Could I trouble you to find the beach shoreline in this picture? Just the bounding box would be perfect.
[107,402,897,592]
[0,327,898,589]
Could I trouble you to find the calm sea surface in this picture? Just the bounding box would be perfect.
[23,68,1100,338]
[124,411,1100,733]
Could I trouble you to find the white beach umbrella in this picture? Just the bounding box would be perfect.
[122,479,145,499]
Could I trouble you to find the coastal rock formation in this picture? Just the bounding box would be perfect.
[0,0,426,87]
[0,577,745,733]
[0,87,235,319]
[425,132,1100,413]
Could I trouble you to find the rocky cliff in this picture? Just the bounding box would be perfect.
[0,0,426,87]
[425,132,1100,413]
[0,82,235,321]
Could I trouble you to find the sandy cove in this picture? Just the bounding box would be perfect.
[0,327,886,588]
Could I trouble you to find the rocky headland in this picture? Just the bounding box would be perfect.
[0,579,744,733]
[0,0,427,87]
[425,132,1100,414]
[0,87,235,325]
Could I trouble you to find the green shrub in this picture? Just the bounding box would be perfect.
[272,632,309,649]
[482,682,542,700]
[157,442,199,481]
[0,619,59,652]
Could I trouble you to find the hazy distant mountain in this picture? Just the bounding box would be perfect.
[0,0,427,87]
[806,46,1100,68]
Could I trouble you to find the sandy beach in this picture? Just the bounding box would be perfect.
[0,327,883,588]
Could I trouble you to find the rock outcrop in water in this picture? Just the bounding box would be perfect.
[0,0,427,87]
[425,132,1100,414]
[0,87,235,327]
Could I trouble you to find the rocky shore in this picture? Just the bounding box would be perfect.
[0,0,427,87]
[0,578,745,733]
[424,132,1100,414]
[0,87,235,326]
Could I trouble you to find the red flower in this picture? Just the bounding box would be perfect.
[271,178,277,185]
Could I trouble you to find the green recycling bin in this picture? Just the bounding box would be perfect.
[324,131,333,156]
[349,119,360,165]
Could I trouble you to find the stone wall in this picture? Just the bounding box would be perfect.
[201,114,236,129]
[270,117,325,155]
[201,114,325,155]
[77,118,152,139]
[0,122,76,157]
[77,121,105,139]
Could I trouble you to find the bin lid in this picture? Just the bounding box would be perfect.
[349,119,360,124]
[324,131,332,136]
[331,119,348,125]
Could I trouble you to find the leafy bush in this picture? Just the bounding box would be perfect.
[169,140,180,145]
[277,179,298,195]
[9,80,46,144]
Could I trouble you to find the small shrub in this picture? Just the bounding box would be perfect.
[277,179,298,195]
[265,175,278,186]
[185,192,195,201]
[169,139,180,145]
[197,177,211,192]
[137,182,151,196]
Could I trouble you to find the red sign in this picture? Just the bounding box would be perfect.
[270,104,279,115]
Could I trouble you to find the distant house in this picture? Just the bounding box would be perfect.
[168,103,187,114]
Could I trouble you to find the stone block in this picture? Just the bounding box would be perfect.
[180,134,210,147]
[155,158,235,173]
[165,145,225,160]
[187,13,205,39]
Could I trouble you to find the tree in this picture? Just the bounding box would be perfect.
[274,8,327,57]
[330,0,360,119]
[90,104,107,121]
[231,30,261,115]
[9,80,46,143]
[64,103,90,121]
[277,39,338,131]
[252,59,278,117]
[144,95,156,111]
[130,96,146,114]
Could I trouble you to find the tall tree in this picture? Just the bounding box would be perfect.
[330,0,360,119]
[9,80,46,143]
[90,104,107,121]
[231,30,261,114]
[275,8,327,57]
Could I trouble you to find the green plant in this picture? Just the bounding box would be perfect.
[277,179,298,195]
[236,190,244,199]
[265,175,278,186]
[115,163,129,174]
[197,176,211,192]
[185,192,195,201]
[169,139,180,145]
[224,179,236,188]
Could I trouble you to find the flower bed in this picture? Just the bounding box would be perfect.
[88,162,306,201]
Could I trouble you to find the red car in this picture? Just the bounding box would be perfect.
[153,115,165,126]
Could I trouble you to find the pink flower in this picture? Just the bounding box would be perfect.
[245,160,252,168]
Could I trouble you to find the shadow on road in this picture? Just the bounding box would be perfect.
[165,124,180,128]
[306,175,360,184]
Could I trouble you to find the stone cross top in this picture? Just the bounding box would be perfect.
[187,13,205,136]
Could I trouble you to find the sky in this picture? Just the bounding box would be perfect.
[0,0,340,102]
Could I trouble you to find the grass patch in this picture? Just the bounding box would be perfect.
____
_Problem requirements_: Copy out every item above word for word, keeping the original order.

_Final result_:
Could I trouble you to find the beach shoreline in this picture? Just the bounding box would be perfect.
[107,402,897,592]
[0,327,898,589]
Could I trouble you to find the calm sea surface in this picture? Just the bounding box would be perfect.
[23,68,1100,338]
[124,411,1100,733]
Could I trouble you to find the white beach umbrella in this picture? Just the bounding box would be perfect.
[122,479,145,499]
Could I trouble you to find the coastal rock formation in this picture? Just the bounding box would be perfect.
[0,0,426,87]
[0,577,745,733]
[0,87,235,319]
[425,132,1100,413]
Could I trouble you to find the rocky cliff in this picture? Just the bounding box would be perfect.
[0,0,426,87]
[425,132,1100,413]
[0,82,235,321]
Could I trouble you to find the sandy cove in this picture? Just the bounding box would be perfect.
[0,327,886,588]
Could I trouble you to find the rocky headland in this picture? Just the bounding box would be perfect.
[0,579,744,733]
[0,0,427,87]
[425,132,1100,414]
[0,87,235,325]
Could I trouble you to find the green shrub in this picture? Just the bounding box would be perfect.
[272,632,309,649]
[482,682,542,700]
[157,442,199,481]
[0,619,59,652]
Could I trouble you to find the hazy distant mountain in this picture? Just the bounding box would be perfect.
[0,0,427,87]
[806,46,1100,68]
Could I trouble you to find the sandy beach in this picture? Just the bounding box would be perfect.
[0,327,883,588]
Could I trouble you to find the rock outcrop in water in this picture? Just the bounding box would be perfect.
[0,0,427,87]
[425,132,1100,414]
[0,87,235,327]
Could I trouble you to find the rocky shore in this picture? Just the bounding box would be perfect.
[0,0,427,87]
[0,578,745,733]
[424,132,1100,414]
[0,87,235,326]
Could I trouble you to find the red flower in this picture? Just the bounding box would be perfect.
[271,178,277,185]
Could I trouble you to find the green recycling bin in this picture? Just the bounding box would be perfect.
[324,131,333,156]
[349,119,360,165]
Could I trouble you to find the stone wall in this picture? Just the bounding box would be perfect.
[201,114,236,129]
[270,117,325,155]
[201,114,325,155]
[77,118,152,139]
[0,122,76,157]
[77,121,105,139]
Could I trouble you to find the bin lid in this picture? Just the bounding box would be perfect.
[349,119,360,124]
[324,131,332,136]
[331,119,348,125]
Could I trouble you to find the leafy bush in this picture? Just the bounding box would be perfect.
[169,140,180,145]
[277,179,298,195]
[9,80,46,144]
Could I trouble you to find the small shrub in this picture? Just the bounding box would be perfect.
[277,179,298,195]
[265,175,278,186]
[185,192,195,201]
[169,139,180,145]
[197,177,211,192]
[137,182,151,196]
Could I trouble you to find the red sign in this picture? Just the bounding box would be perfect.
[270,104,279,115]
Could I trouble you to find the distant house in this picture? Just the bounding box would be perfect.
[168,103,187,114]
Could I trouble you to find the stone block in this picture? Just the bounding box would be perfect.
[180,134,210,147]
[155,158,235,173]
[165,145,225,160]
[187,13,205,39]
Could I trouble you to find the tree in this picture? Just the bounding box would be perfect.
[274,8,327,57]
[330,0,360,119]
[90,104,107,121]
[231,30,261,115]
[9,80,46,143]
[64,103,90,121]
[277,39,338,131]
[252,59,278,117]
[144,95,156,111]
[130,96,146,114]
Could I trouble you to find the tall tree in this picture? Just the bounding box would be perfect.
[330,0,360,119]
[9,80,46,143]
[90,104,107,121]
[231,30,261,114]
[275,8,327,57]
Could I trouble you to find the green plant in this picture? Just the bounding box would be perfect.
[277,179,298,195]
[236,190,244,199]
[265,175,278,186]
[115,163,129,174]
[197,176,211,192]
[185,192,195,201]
[169,139,180,145]
[224,179,236,188]
Could I trouble you to find the flower bed in this picture? Just the bounding box would be perfect.
[88,162,306,201]
Could I trouble you to find the red car in this picture? Just the bounding box would be perfect.
[153,115,165,126]
Could I trouble you to find the pink flower in this picture? Just the bounding box would be perfect.
[245,160,252,168]
Could I trouble you to find the shadow on road in this picture? Just the bounding box would be perfect.
[165,124,180,128]
[306,175,360,184]
Could I trouble you to find the stone cross top in this picture? Just the bounding box would be perfect.
[187,13,205,136]
Could I trouble you to find the sky in this picture? Just the bounding box would be perfect.
[0,0,340,102]
Could I trouble you to find the grass patch in this picture? Just the bounding box would be perfect.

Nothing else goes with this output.